== Material ==

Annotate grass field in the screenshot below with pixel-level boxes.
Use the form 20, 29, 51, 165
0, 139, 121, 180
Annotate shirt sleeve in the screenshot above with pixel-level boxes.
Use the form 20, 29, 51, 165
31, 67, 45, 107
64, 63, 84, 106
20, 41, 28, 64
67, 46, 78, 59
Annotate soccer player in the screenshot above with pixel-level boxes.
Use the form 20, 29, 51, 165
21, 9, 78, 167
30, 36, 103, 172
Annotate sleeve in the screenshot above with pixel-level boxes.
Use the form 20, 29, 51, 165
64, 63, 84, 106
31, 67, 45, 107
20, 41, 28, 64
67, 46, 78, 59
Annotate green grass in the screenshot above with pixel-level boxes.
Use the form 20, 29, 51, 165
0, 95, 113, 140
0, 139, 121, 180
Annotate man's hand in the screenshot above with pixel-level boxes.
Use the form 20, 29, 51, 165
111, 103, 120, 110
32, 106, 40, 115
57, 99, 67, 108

===
== Material ==

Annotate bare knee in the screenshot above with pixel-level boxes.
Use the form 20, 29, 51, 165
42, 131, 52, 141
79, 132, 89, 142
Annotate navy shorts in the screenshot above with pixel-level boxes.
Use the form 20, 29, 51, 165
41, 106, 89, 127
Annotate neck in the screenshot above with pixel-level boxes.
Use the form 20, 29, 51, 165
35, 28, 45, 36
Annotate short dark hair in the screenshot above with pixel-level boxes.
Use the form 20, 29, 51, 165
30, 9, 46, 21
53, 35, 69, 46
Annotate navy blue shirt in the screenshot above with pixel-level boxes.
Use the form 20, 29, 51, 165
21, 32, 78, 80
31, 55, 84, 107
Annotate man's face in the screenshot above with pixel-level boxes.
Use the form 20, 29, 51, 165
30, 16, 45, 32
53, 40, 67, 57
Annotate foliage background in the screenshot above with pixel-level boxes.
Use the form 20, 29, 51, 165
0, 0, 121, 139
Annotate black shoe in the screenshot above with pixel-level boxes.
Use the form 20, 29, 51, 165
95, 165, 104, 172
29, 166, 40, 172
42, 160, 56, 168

===
== Material ==

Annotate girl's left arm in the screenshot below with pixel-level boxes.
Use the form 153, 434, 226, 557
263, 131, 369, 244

===

> _Directive_
Copy the records word for word, from the line with "Annotate shirt sleeve" through the line with "30, 36, 103, 172", including both of those lines.

> _Expected answer_
Annotate shirt sleeve in the screenshot above with pixel-level boxes.
Use the form 20, 29, 51, 165
31, 67, 45, 107
64, 63, 84, 106
20, 41, 28, 64
67, 46, 78, 59
Annotate soccer player in the screenshot above with pixel-level boxes.
Use the form 20, 29, 51, 165
21, 9, 78, 167
30, 36, 103, 172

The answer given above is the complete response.